[Directions] Quote, word for word, the stretch of the listing below from the line containing "Can you find the paving" through the line containing "494], [413, 522]]", including both of those lines.

[Exercise material]

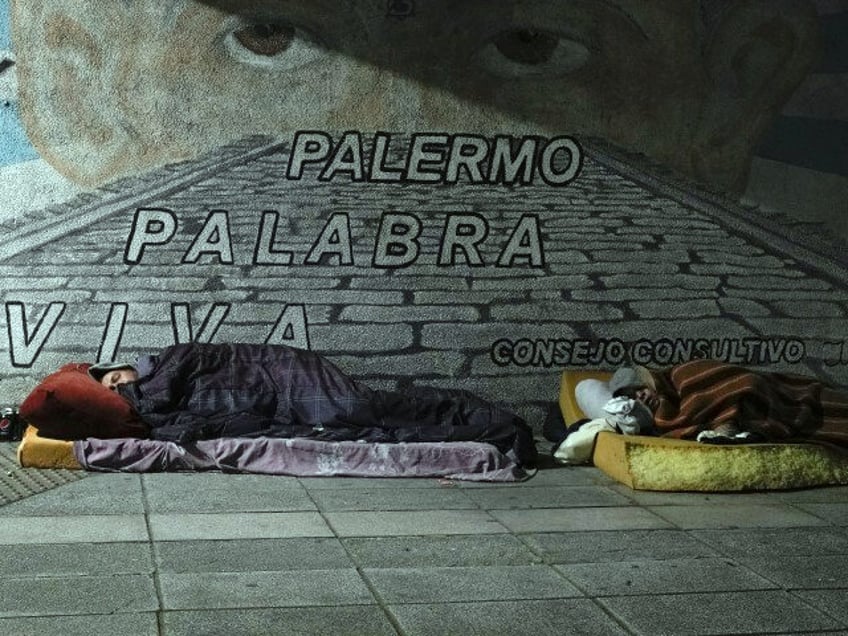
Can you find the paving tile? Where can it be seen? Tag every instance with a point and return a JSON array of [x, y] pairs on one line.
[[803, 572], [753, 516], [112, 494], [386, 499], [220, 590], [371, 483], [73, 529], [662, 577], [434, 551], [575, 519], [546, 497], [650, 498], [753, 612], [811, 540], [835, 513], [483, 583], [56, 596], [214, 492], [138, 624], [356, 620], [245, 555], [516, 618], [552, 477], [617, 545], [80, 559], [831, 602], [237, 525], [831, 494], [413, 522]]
==
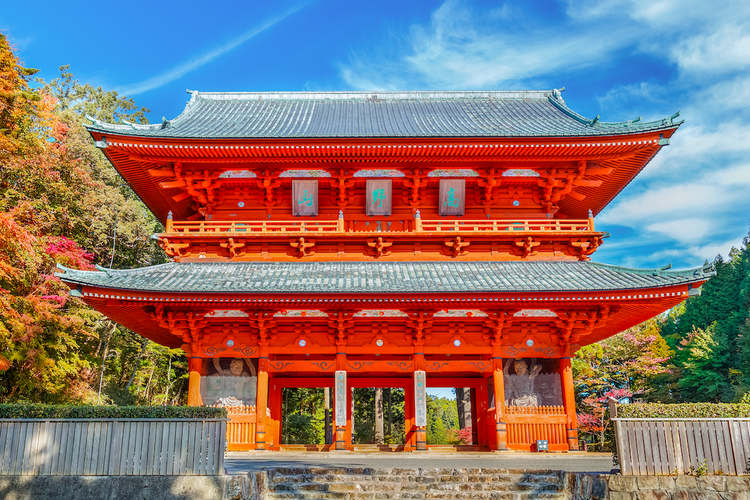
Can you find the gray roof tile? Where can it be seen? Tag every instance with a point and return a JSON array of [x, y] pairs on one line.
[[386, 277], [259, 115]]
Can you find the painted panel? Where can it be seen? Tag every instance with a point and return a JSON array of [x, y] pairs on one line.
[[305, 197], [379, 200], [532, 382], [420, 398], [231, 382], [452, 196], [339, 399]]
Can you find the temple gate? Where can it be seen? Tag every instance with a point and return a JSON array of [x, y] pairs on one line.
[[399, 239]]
--
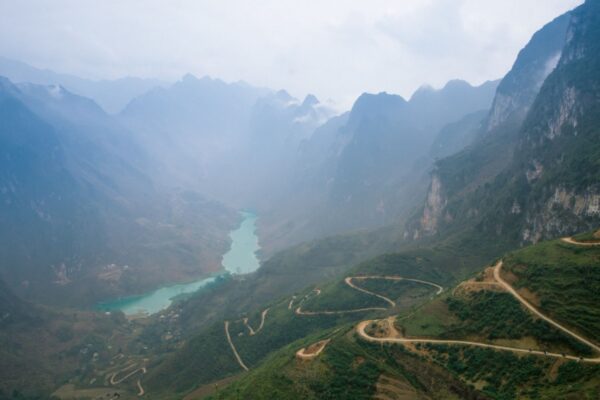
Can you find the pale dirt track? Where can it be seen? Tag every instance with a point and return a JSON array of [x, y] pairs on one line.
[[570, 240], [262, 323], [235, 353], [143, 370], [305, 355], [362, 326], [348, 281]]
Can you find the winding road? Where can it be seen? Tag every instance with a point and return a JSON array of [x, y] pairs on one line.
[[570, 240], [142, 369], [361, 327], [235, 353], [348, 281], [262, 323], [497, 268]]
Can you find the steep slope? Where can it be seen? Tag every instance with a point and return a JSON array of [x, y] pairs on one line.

[Task answer]
Can you find the paving tile? Where can it be seen? Tag every instance with a point and return a JSON array of [x, y] pairs on one line.
[[803, 572], [753, 516], [112, 494], [386, 499], [220, 590], [371, 483], [73, 529], [662, 577], [434, 551], [575, 519], [546, 497], [650, 498], [753, 612], [811, 540], [835, 513], [483, 583], [56, 596], [214, 492], [138, 624], [356, 620], [245, 555], [516, 618], [552, 477], [617, 545], [80, 559], [831, 602], [237, 525], [831, 494], [413, 522]]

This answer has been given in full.